» **Instructions to follow**: When you reproduce these records, keep every word exactly and drop the images.

» **Data**:

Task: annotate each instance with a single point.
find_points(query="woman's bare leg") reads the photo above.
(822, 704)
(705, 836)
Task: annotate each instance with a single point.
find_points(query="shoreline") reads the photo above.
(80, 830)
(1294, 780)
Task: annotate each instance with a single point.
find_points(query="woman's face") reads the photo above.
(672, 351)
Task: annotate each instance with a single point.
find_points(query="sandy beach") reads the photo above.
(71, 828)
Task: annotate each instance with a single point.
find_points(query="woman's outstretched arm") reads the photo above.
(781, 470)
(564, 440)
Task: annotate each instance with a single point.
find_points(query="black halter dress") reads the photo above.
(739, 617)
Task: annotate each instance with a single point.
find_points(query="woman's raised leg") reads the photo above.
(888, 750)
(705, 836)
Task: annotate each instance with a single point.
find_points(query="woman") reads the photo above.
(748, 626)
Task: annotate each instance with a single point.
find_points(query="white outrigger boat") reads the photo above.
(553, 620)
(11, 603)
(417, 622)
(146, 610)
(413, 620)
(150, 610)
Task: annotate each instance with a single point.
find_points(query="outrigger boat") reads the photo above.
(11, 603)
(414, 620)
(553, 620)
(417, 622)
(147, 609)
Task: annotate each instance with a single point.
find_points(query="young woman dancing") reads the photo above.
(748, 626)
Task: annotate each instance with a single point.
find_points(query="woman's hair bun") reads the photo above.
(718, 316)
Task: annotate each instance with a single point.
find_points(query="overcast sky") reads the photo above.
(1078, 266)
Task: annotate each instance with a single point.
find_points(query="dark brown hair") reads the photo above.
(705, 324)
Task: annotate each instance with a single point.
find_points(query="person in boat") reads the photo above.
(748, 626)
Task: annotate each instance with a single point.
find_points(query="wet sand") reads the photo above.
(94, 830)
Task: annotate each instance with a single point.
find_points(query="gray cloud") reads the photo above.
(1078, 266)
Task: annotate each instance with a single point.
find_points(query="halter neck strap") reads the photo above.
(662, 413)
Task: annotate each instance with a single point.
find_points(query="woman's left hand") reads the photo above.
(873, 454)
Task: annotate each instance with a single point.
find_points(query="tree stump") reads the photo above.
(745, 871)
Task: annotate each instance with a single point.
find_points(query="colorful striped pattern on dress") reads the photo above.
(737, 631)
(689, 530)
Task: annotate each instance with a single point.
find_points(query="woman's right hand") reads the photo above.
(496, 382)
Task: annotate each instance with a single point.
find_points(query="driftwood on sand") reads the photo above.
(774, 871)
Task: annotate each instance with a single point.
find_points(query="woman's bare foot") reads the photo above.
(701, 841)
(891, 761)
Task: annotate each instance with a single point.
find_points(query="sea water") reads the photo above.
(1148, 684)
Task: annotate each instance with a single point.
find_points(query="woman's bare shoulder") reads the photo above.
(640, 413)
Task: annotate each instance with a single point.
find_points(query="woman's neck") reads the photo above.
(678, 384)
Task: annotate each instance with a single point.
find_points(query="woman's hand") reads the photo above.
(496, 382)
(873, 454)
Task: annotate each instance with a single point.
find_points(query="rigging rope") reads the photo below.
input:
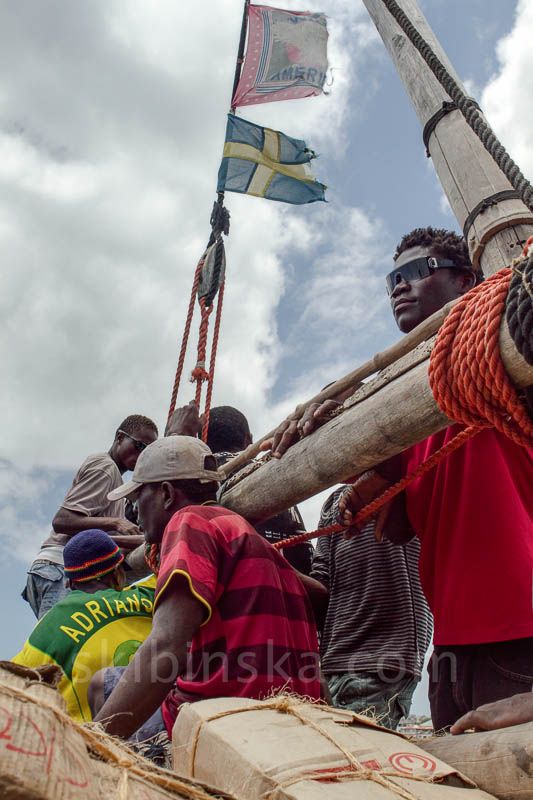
(207, 283)
(466, 105)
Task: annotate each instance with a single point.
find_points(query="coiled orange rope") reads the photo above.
(469, 383)
(466, 373)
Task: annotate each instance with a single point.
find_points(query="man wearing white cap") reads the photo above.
(231, 616)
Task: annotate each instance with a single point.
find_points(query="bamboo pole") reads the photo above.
(398, 416)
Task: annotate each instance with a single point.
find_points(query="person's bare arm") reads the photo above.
(71, 522)
(157, 663)
(502, 714)
(185, 421)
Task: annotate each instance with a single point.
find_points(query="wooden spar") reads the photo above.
(404, 411)
(466, 170)
(353, 379)
(400, 414)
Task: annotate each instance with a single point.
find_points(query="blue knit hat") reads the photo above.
(89, 555)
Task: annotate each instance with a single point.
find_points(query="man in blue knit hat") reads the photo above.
(98, 624)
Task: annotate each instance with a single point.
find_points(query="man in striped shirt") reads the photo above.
(231, 616)
(378, 625)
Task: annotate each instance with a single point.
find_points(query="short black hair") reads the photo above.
(195, 491)
(135, 423)
(228, 429)
(446, 243)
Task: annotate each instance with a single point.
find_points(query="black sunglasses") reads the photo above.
(138, 445)
(416, 270)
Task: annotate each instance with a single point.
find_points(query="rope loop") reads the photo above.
(519, 308)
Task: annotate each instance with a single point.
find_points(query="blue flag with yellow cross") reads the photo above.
(267, 163)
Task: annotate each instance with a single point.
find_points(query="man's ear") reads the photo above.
(466, 280)
(169, 493)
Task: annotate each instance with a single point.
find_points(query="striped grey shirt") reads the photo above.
(378, 617)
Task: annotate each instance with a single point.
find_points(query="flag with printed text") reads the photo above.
(286, 56)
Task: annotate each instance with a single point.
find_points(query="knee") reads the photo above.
(95, 694)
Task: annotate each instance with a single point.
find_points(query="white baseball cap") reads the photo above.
(172, 458)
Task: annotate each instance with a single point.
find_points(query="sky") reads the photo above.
(112, 119)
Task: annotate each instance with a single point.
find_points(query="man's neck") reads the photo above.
(113, 456)
(92, 586)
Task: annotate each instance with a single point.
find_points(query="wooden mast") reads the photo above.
(466, 171)
(404, 411)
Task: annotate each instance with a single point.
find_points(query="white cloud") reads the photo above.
(506, 99)
(112, 119)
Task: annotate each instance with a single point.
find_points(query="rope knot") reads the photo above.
(199, 373)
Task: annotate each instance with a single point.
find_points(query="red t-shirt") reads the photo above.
(474, 516)
(259, 633)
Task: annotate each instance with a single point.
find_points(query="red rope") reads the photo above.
(469, 383)
(373, 507)
(212, 364)
(199, 373)
(184, 342)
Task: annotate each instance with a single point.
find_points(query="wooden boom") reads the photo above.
(403, 412)
(400, 414)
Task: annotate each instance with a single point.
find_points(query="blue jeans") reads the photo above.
(45, 585)
(386, 697)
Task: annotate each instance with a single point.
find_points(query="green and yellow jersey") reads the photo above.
(86, 632)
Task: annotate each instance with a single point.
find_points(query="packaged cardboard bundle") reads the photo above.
(44, 755)
(501, 762)
(287, 749)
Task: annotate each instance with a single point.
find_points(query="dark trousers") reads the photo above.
(463, 677)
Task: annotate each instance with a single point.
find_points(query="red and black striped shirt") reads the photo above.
(258, 634)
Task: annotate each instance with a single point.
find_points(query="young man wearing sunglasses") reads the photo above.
(86, 506)
(472, 513)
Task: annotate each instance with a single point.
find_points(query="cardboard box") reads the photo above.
(286, 749)
(44, 755)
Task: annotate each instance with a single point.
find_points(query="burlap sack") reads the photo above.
(501, 762)
(45, 755)
(286, 749)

» **Answer space**:
Task: annotate each instance with a single point.
find_points(query="woman's bare leg") reads the photo above.
(822, 704)
(705, 836)
Task: annotate each instance with a single point.
find_points(query="shoreline") reads the photo above.
(80, 830)
(1294, 780)
Task: annotate each instance with a single point.
find_points(query="woman's face") reads the photo above.
(672, 351)
Task: annotate each instance with a single point.
find_points(query="sandy beach") reads the photo above.
(71, 828)
Task: annotate each instance with a single point.
find_points(query="woman's outstretched arm") reads the photo above.
(781, 470)
(564, 440)
Task: annotate each instance with a single point.
find_points(query="black halter dress") reads the photo above.
(739, 617)
Task: annotate each instance with a single point.
find_points(query="woman's raised leg") reads the photo above.
(888, 750)
(705, 836)
Task: annotate each instance with a single point.
find_points(query="woman") reads the photo above.
(748, 626)
Task: annotate each instance with a single point.
find_points(query="white outrigger boat") reads the photo above.
(553, 620)
(11, 603)
(417, 622)
(146, 610)
(413, 620)
(150, 610)
Task: annotate each instance with a single point.
find_points(query="outrigger boat") reads the photo above.
(11, 603)
(414, 620)
(553, 620)
(417, 622)
(147, 609)
Task: annotate each instance with a single point.
find_points(query="young woman dancing") reads the photo above.
(748, 626)
Task: annotate each instance with a single point.
find_points(query="woman's hair bun") reads the photo above.
(718, 316)
Task: annotate each instance with a single point.
find_points(query="overcast sky") reads the photo above.
(1078, 266)
Task: annotate each instance with a single point.
find_points(query="dark brown hair") reads the photo above.
(705, 324)
Task: annotate each instance with a single point.
find_points(query="person in boat") reads the photo above.
(748, 626)
Task: annotate each instance with a single point.
find_points(query="wet sand") reads the photo above.
(94, 830)
Task: annotate each instance with a single point.
find_points(query="gray cloud") reads the photo above.
(1078, 266)
Task: annotate each instance with a single point.
find_points(query="halter neck strap") reads the photo above.
(662, 413)
Task: annotate each instance with a single point.
find_points(query="woman's left hand") reads the photo above.
(873, 454)
Task: annotate each instance with a single point.
find_points(query="tree stump") reads the photo above.
(745, 871)
Task: annotate each instance with a single point.
find_points(query="colorful striped pattern on dress") reads the photo above.
(737, 631)
(689, 530)
Task: annotate each instance with a single point.
find_points(query="woman's right hand") reads the photo above.
(496, 382)
Task: annotate each instance with a single point.
find_points(query="driftwood on sand") reads the photo above.
(774, 871)
Task: annotate each instance with a single point.
find_points(query="woman's bare foot") reads the photo above.
(701, 841)
(891, 761)
Task: annotate each instance with a single point.
find_points(query="sea water") reads the photo above.
(1148, 684)
Task: annotate each instance with a single point.
find_points(query="woman's bare shoulder") reads the photo above.
(640, 413)
Task: annotate each instance with a single point.
find_points(query="woman's neck") reads the photo above.
(678, 384)
Task: annotate each instance with a single point.
find_points(query="woman's hand") reads the photo above.
(496, 382)
(873, 454)
Task: annotate each instance with a single point.
find_points(query="rigging rope") reads the photo below.
input:
(207, 283)
(466, 105)
Task: annotate each instance with a single point.
find_points(query="coiled orange rope") reads the photo above.
(469, 383)
(466, 373)
Task: annotate each instance with a single point.
find_points(query="man wearing white cap") reads the photo above.
(231, 616)
Task: annotate each instance with a single point.
find_points(query="bamboo pole") reads the photo above.
(398, 416)
Task: annotate each instance with a single point.
find_points(query="person's bare arm") reads the photo above.
(71, 522)
(157, 663)
(502, 714)
(185, 421)
Task: annotate each instance with a single point.
find_points(query="wooden spar") reads the photo above.
(404, 411)
(466, 170)
(353, 379)
(400, 414)
Task: annotate each instance with a single point.
find_points(query="blue knit hat") reads the photo above.
(89, 555)
Task: annotate each instance with a single point.
find_points(query="man in blue knit hat") reads the photo above.
(98, 624)
Task: annotate each instance with a single point.
find_points(query="man in striped shirt") reads the photo above.
(231, 616)
(378, 625)
Task: annotate each instance with a single point.
find_points(query="short black hair") reads the photo above.
(195, 491)
(135, 423)
(228, 429)
(446, 243)
Task: annotate each instance with a single point.
find_points(query="black sunglasses") reads the photo above.
(138, 445)
(416, 270)
Task: annotate each instance with a single point.
find_points(query="rope loop") reads the photo above.
(519, 308)
Task: annotate each instance with a single point.
find_points(query="blue flag with yellow cross") reads the photo above.
(267, 163)
Task: annotate each instance with a single point.
find_points(query="man's ear") reads the photo above.
(466, 280)
(169, 493)
Task: annotate each instance with a single point.
find_points(query="striped grey shirt") reads the photo above.
(378, 617)
Task: annotate each instance with a single point.
find_points(query="flag with printed text") reads the photo above.
(286, 56)
Task: annotate each instance with a single point.
find_points(query="knee") reads the photo above.
(95, 694)
Task: annotate each instance with a single point.
find_points(query="white baseball cap") reads the photo above.
(172, 458)
Task: annotate each instance with a single point.
find_points(query="sky") reads the photo above.
(112, 119)
Task: annotate each instance with a single point.
find_points(query="man's neck") reads the photo above.
(113, 456)
(92, 586)
Task: annotate each instance with a single point.
find_points(query="wooden mast") reads the photo above.
(466, 171)
(404, 411)
Task: annotate each instance with a single point.
find_points(query="white cloud") reads the photo above.
(506, 99)
(112, 119)
Task: annotate each instance with a single point.
find_points(query="rope knot") reads the photo above.
(199, 373)
Task: annotate each instance with a single point.
find_points(query="red t-shirt") reads the photo above.
(474, 516)
(259, 633)
Task: annotate each instance with a single point.
find_points(query="red rope") reads the photo above.
(469, 383)
(373, 507)
(212, 364)
(199, 373)
(184, 342)
Task: annotate each instance with a single point.
find_points(query="wooden boom") reads the photo above.
(403, 412)
(400, 414)
Task: annotate each instance with a single point.
find_points(query="blue jeans") reads the photo above.
(45, 585)
(386, 697)
Task: annotate each instance with a single point.
find_points(query="green and yellow jersey") reads the photo above.
(86, 632)
Task: annotate each instance with a single point.
find_points(query="packaged cardboard bundle") reads the photo above.
(44, 755)
(501, 762)
(287, 749)
Task: annotate each instance with a single point.
find_points(query="dark trousers") reads the photo above.
(463, 677)
Task: annotate each instance with a single point.
find_points(query="red and black striped shirt") reads the photo above.
(258, 634)
Task: annotate each instance with a single point.
find_points(query="young man wearing sunglasses") reads the photo above.
(86, 506)
(472, 513)
Task: annotate each instance with a single point.
find_points(query="cardboard box") reads the photo above.
(286, 749)
(44, 755)
Task: annotate each instance with a single point.
find_points(query="burlap sack") reads the photo above.
(501, 762)
(45, 755)
(286, 749)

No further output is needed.